Em Inglaterra
Nova
imigração
velha exploração
Por Manoel de Lencastre
A emigração para Inglaterra, hoje, é diferente. Usa
uma mobilidade que os pioneiros não podiam sequer imaginar. É
menos estável no país de destino. Muito mais jovem. Não tem
projecto. Extremamente agitada e confiante vende a sua força de
trabalho, precariamente, e desaparece. Já não existem vínculos
entre as entidades patronais e estes modernos imigrantes
"journeymen" e "journeywomen" sem educação
de base e sem qualificações. Deixaram de estar submetidos a
controlos de fronteira e viajam, livremente, sem passaporte. O
velho "work permit" (licença de trabalho que era
emitida pelo Home Office) perdeu significado. Alguns, entre os
que emigraram há 20 ou 30 anos, guardam esse extraordinário
documento como peça digna de museu.

> INSTRUÇÕES DE TRABALHO
Copie na íntegra o texto sobre a imigração em Inglaterra, sem alterar nada. As entradas seguintes provêm de uma fonte diferente da do texto.

[Dados de localização espacial]
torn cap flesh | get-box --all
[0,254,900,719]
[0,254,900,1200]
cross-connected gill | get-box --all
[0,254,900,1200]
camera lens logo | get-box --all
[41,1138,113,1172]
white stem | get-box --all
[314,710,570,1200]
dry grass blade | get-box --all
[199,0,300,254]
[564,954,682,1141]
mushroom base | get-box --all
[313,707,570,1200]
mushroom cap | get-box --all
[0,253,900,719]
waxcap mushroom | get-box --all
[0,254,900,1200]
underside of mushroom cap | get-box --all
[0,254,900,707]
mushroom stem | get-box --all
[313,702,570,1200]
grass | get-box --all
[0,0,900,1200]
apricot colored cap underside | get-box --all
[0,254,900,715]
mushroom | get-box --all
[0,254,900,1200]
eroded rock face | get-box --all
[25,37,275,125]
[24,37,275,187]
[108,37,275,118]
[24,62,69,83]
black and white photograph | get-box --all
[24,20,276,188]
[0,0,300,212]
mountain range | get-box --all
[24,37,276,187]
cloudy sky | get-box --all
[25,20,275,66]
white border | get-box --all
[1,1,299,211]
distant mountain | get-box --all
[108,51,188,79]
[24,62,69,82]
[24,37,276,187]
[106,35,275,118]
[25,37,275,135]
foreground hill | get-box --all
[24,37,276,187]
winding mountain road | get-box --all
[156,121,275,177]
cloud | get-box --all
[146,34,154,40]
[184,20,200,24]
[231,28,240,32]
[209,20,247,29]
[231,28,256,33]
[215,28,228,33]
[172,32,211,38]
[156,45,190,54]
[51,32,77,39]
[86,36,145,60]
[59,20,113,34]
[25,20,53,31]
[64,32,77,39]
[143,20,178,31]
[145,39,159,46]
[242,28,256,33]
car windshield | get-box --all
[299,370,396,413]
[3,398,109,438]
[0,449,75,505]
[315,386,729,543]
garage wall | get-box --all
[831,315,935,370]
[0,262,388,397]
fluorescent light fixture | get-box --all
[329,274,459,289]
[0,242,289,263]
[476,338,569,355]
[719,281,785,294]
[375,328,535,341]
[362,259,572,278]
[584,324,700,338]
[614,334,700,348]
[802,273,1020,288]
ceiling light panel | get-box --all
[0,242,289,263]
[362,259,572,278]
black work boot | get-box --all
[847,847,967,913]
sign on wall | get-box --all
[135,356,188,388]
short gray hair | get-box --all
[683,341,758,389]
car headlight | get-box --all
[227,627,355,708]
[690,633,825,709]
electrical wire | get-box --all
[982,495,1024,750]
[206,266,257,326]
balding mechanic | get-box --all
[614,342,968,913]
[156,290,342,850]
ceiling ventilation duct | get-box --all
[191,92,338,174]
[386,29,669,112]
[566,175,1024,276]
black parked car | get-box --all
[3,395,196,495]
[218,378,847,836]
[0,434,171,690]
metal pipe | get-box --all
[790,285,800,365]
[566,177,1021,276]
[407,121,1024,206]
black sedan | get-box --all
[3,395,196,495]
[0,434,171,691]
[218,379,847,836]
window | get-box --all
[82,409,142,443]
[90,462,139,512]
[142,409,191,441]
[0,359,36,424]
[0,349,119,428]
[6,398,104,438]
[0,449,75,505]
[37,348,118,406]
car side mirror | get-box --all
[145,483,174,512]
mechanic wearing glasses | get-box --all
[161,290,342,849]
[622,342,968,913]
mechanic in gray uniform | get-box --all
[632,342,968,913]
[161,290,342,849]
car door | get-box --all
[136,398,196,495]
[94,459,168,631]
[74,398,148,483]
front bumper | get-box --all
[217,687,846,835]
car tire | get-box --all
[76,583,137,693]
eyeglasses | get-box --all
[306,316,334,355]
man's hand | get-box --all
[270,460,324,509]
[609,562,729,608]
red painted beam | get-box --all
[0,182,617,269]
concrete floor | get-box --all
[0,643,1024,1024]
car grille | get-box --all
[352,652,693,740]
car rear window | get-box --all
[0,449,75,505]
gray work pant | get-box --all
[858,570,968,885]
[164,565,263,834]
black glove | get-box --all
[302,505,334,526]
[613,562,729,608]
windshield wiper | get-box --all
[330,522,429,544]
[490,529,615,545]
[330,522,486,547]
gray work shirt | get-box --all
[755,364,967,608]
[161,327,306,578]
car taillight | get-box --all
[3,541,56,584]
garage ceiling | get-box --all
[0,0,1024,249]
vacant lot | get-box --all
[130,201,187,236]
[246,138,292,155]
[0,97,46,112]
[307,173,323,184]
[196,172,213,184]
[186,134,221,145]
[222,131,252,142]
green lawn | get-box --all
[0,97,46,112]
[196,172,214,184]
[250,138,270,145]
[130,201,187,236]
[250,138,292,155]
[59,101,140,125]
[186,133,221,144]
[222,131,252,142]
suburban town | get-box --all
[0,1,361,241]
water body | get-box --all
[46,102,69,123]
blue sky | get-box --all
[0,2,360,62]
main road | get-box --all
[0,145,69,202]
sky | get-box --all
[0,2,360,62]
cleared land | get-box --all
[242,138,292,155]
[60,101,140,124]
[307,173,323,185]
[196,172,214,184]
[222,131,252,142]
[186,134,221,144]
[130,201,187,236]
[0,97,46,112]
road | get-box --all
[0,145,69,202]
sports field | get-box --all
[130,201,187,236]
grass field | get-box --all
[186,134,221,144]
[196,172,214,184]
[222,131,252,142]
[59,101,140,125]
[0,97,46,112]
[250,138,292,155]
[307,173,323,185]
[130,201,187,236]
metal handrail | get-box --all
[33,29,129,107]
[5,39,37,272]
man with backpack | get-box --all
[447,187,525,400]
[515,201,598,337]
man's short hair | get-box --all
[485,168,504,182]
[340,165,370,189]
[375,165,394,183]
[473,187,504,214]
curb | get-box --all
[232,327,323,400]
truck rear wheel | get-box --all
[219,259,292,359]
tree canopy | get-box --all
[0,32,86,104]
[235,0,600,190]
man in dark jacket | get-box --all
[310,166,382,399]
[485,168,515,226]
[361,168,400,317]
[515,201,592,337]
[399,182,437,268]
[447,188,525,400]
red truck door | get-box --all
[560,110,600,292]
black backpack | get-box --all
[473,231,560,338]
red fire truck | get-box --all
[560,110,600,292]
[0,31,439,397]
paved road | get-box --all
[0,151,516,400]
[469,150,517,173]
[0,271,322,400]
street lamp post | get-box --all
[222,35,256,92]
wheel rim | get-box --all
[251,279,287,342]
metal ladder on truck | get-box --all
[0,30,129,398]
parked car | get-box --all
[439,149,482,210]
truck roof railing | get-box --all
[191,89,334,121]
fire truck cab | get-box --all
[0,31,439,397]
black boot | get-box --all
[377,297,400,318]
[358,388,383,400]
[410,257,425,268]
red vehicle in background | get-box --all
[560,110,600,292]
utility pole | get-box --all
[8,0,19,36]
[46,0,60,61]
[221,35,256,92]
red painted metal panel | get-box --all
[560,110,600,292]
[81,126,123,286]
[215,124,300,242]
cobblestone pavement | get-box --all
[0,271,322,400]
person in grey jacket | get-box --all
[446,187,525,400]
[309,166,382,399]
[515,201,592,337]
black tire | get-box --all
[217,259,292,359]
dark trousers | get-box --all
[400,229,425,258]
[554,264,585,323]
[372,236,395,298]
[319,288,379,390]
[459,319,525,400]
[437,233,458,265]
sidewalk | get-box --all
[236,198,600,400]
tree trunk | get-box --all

> EXERCÍCIO RESOLVIDO
Em Inglaterra
Nova
imigração
velha exploração
Por Manoel de Lencastre
A emigração para Inglaterra, hoje, é diferente. Usa
uma mobilidade que os pioneiros não podiam sequer imaginar. É
menos estável no país de destino. Muito mais jovem. Não tem
projecto. Extremamente agitada e confiante vende a sua força de
trabalho, precariamente, e desaparece. Já não existem vínculos
entre as entidades patronais e estes modernos imigrantes
"journeymen" e "journeywomen" sem educação
de base e sem qualificações. Deixaram de estar submetidos a
controlos de fronteira e viajam, livremente, sem passaporte. O
velho "work permit" (licença de trabalho que era
emitida pelo Home Office) perdeu significado. Alguns, entre os
que emigraram há 20 ou 30 anos, guardam esse extraordinário
documento como peça digna de museu.